Data records:
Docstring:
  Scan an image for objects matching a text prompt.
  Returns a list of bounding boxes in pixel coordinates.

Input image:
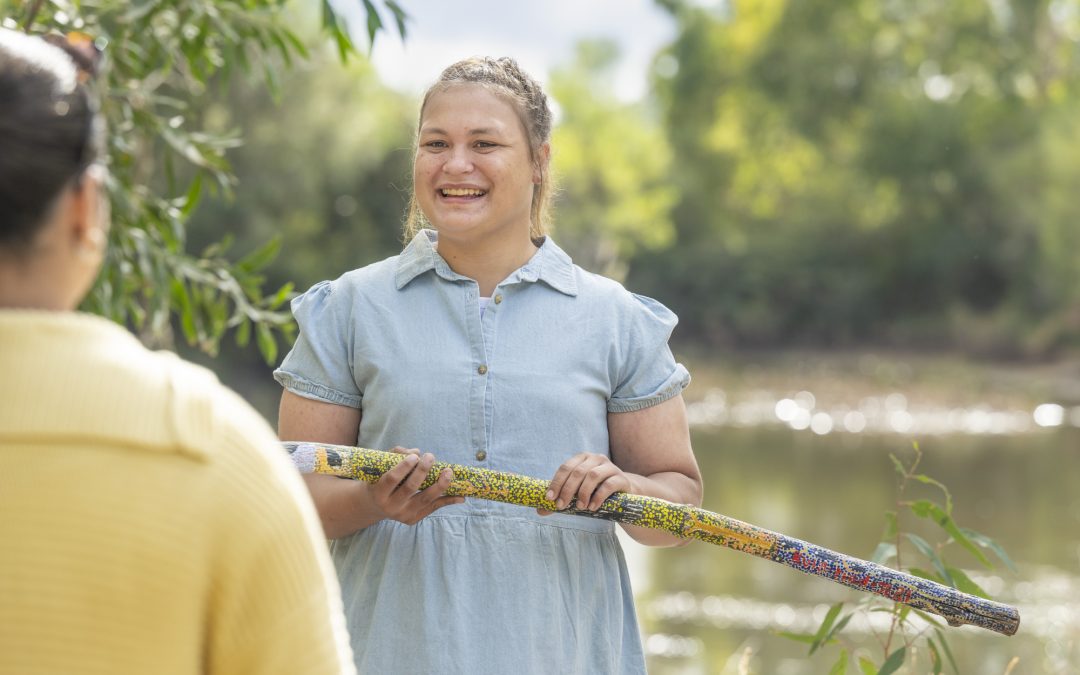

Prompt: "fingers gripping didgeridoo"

[284,443,1020,635]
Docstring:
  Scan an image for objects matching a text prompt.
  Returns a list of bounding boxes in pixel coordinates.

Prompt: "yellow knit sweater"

[0,311,354,675]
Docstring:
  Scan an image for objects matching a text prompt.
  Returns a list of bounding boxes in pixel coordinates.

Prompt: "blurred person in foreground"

[275,58,701,674]
[0,29,355,675]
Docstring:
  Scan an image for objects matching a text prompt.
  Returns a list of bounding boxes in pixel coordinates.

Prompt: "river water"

[624,382,1080,675]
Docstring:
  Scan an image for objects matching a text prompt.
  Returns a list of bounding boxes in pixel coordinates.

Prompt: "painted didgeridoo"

[284,443,1020,635]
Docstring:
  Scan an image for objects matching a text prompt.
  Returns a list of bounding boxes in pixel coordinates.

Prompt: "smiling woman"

[274,58,701,673]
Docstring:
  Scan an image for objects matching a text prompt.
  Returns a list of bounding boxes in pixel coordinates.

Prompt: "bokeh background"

[10,0,1080,675]
[191,0,1080,675]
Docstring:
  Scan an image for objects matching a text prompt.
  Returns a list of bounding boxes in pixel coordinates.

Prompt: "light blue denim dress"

[274,231,690,675]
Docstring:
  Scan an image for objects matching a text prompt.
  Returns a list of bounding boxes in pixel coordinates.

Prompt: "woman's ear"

[532,143,551,185]
[68,165,109,256]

Exercise objective: Output all of the data above as a JSON list of strings, with one string per line and blank lines skipped. Leave the picture out of the list.

Exercise output:
[
  "Docstring:",
  "  Scan an image for objects matching a text prompt.",
  "  Returns a list of bounding boxes in pixel coordinates.",
  "Input image:",
  "Prompt: \"fingers gripping didgeridoo\"",
  "[284,443,1020,635]",
  "Docstring:",
  "  Scan an image for objects matching a text prompt.",
  "  Returns a list of bounding boxes in pixel coordinates.",
  "Prompt: \"yellow knit sweater\"",
  "[0,311,354,675]",
  "Docstring:",
  "  Scan an image for objects matching a text prompt.",
  "  Returns a list of bounding boxes in pixel coordinates.",
  "Prompt: \"blurred person in foreground\"",
  "[275,58,701,674]",
  "[0,29,355,675]",
  "Docstring:",
  "  Scan an image for objects matching a text prompt.",
  "  Returns a list of bounding boxes in pixel coordinates.",
  "Prompt: \"river water\"",
  "[624,382,1080,675]",
  "Docstring:",
  "  Scan an image for objects matching a text prompt.",
  "  Returns a list of bounding boxes in pixel coordinates.",
  "Prompt: \"painted didgeridoo\"",
  "[284,443,1020,635]",
  "Docstring:",
  "  Scan an image for objects matching a text prompt.",
  "  Returns a list of bounding boxes in pixel coordinates.",
  "Prompt: \"smiling woman\"",
  "[274,58,701,673]",
  "Docstring:",
  "  Scan an image for objects matching a text prompt.",
  "  Returns a list of bounding boxes in pixel coordinates.",
  "Prompt: \"bokeh background\"",
  "[10,0,1080,675]",
  "[191,0,1080,675]",
  "Docstring:",
  "  Scan an image for objects matching a text prompt.",
  "  Returns a list of bounding boxes in pixel coordinates.",
  "Prompt: \"light blue denim dress\"",
  "[274,231,690,675]",
  "Docstring:",
  "  Scan an image for objects matching a text prompt.",
  "  Returns a list of bounding boxes in pixel coordinates.",
  "Prompt: \"woman's ear\"",
  "[532,143,551,185]",
  "[68,165,109,256]"
]